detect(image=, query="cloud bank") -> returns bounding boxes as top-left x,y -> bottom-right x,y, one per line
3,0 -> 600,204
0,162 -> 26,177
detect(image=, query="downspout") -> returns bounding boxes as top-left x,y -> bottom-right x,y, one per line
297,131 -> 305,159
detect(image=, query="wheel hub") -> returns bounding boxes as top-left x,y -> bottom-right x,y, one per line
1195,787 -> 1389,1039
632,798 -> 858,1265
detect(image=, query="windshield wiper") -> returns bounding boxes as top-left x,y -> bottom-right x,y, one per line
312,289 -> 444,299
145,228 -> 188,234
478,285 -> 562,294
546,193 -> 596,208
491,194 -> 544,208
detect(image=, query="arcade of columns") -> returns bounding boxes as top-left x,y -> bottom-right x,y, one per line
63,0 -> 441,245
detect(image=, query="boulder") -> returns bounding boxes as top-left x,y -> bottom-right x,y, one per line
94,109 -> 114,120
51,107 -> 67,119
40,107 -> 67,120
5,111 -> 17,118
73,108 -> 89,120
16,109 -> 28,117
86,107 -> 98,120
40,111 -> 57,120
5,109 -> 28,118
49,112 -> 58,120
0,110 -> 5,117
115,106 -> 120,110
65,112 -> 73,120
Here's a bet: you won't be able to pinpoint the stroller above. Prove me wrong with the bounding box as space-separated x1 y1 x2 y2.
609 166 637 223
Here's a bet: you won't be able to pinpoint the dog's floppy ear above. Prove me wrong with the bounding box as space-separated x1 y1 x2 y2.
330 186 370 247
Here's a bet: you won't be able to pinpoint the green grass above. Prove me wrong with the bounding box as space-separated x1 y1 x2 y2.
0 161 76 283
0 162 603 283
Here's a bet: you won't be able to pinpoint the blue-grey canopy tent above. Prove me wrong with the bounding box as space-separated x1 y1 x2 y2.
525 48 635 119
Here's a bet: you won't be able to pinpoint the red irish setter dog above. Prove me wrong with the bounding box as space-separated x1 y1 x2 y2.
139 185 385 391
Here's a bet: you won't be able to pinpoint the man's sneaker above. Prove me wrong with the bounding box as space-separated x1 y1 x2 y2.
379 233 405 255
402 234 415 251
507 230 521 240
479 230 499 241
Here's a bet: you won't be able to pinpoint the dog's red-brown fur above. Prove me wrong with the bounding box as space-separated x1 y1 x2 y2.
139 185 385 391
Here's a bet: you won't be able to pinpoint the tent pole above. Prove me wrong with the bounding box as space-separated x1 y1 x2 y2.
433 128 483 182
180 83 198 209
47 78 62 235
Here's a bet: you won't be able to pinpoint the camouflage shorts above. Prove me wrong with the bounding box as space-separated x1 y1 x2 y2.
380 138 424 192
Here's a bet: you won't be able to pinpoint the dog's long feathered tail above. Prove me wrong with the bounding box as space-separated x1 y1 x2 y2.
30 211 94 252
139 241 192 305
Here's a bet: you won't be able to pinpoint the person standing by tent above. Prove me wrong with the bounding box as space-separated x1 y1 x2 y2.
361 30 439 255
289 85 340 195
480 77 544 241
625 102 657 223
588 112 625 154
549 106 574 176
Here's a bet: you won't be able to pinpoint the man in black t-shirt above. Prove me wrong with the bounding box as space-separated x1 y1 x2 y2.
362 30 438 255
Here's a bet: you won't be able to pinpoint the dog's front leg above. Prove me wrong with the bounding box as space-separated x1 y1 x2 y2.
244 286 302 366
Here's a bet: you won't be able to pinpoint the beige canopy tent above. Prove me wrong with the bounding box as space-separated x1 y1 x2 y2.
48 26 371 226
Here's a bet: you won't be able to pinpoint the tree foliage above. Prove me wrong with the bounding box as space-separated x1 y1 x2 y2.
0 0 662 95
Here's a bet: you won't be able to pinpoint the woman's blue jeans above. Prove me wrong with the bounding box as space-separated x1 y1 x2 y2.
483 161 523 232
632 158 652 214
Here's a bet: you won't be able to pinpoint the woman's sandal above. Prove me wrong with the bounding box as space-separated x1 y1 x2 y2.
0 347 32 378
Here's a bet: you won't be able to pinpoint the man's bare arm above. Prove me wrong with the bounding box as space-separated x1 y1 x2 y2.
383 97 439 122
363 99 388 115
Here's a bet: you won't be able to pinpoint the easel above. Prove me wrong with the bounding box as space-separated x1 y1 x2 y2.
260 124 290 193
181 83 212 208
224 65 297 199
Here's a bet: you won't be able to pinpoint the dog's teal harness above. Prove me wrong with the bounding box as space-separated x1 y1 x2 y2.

● **The task**: Your response should consist of the whole listing, repeated exactly.

● **Exercise response**:
detect(image=, query="cloud bank") -> returns bounding boxes as top-left x,y -> bottom-right x,y, one per line
3,0 -> 600,204
0,162 -> 26,177
detect(image=, query="downspout") -> returns bounding boxes as top-left x,y -> bottom-right x,y, one per line
297,131 -> 305,159
detect(image=, query="wheel hub") -> returns bounding boxes as top-left x,y -> bottom-right x,y, one per line
1195,787 -> 1389,1039
632,798 -> 858,1265
detect(image=, query="windshield wiper") -> returns bounding boxes as top-left x,y -> bottom-right x,y, one per line
312,289 -> 444,299
145,228 -> 188,234
478,285 -> 562,294
546,193 -> 596,208
491,194 -> 544,208
detect(image=, query="arcade of columns") -> returns bounding boxes as top-left x,y -> bottom-right x,y, one per line
63,0 -> 441,245
detect(image=, query="boulder") -> returns bounding boxes as top-left x,y -> bottom-right x,y, one per line
94,109 -> 114,120
51,107 -> 67,119
40,107 -> 67,120
5,111 -> 17,118
73,108 -> 89,120
16,109 -> 28,117
86,107 -> 98,120
40,111 -> 57,120
5,109 -> 28,118
49,112 -> 58,120
0,110 -> 5,117
115,106 -> 120,110
65,112 -> 73,120
Here's a bet: you won't be able to pinpoint the stroller above. Prove me wrong with the bounding box as space-separated x1 y1 x2 y2.
609 166 637 223
Here's a bet: you won't be able to pinpoint the dog's floppy ear above. Prove me wrong with the bounding box as space-separated x1 y1 x2 y2.
330 186 370 247
Here's a bet: you won't be able to pinpoint the green grass above. Prove me wrong with the bounding box as space-separated x1 y1 x2 y2.
0 161 76 283
0 162 603 283
Here's a bet: you won't be able to pinpoint the blue-grey canopy tent above. Prove me wrong with the bounding box as space-separated x1 y1 x2 y2.
525 48 635 119
Here's a bet: you won't be able to pinpoint the red irish setter dog above. Prove me wrong with the bounding box as space-separated x1 y1 x2 y2.
139 185 385 391
Here's a bet: you won't be able to pinpoint the man's sneaker above. Prove me wrong with the bounding box as space-separated x1 y1 x2 y2.
379 233 405 255
402 234 415 251
507 230 521 240
479 230 499 241
Here's a bet: you won't be able to pinpoint the dog's red-brown fur above. Prove me wrong with the bounding box as space-separated x1 y1 x2 y2.
139 185 385 391
Here's a bet: you won't be able to pinpoint the tent pole above. Prove me wrong with the bounding box as space-separated x1 y1 x2 y2.
433 128 483 182
180 83 198 209
47 78 62 235
Here's a bet: you won't be able to pinpoint the camouflage shorts above. Prove me wrong with the bounding box as space-separated x1 y1 x2 y2.
380 138 424 192
Here's a bet: you won't be able to pinpoint the dog's long feathered tail above. Prove me wrong with the bounding box as space-separated x1 y1 x2 y2.
30 211 94 252
139 241 192 305
Here's a bet: you won't be able to pinpoint the person standing by tent above. Prove me wrong with the bounding box as space-separated x1 y1 x2 y2.
361 30 439 255
289 85 340 195
480 77 544 241
625 102 657 223
588 112 625 154
549 106 574 176
Here's a bet: you won't be able to pinpoint the man in black t-shirt above. Prove me wrong with the bounding box as space-separated x1 y1 x2 y2.
362 30 438 255
Here's a bet: you won't be able to pinpoint the dog's front leg above. Prove me wrong with the bounding box as space-separated x1 y1 x2 y2.
244 286 302 366
Here's a bet: you won't be able to pinpoint the beige canopy tent above. Prove me wrong with the bounding box as space-separated x1 y1 x2 y2.
48 26 371 226
Here's a bet: you won't be able to pinpoint the tree foliage above. Prove me wrong with the bounding box as space-separated x1 y1 x2 y2.
0 0 662 95
Here's a bet: you won't be able to pinpoint the woman's blue jeans above. Prove me wrong with the bounding box as space-separated x1 y1 x2 y2.
483 161 523 232
632 158 652 214
Here's a bet: you won't be able to pinpoint the woman's sandal above. Prove me wrong with the bounding box as space-separated x1 y1 x2 y2.
0 347 32 378
Here's a bet: you won't be able to pinpoint the man's bare arm above. Prove me wrong with the bounding box as space-separated x1 y1 x2 y2.
383 97 439 122
363 99 388 115
Here's a bet: you won't be able to pinpoint the easel above. Prove me wrong with the bounding box as space-separated x1 y1 x2 y2.
260 124 290 193
181 83 212 208
224 65 297 199
Here's a bet: you won't be able to pinpoint the dog's teal harness above. Prove me wrong with the bounding box as space-separated x1 y1 x2 y2.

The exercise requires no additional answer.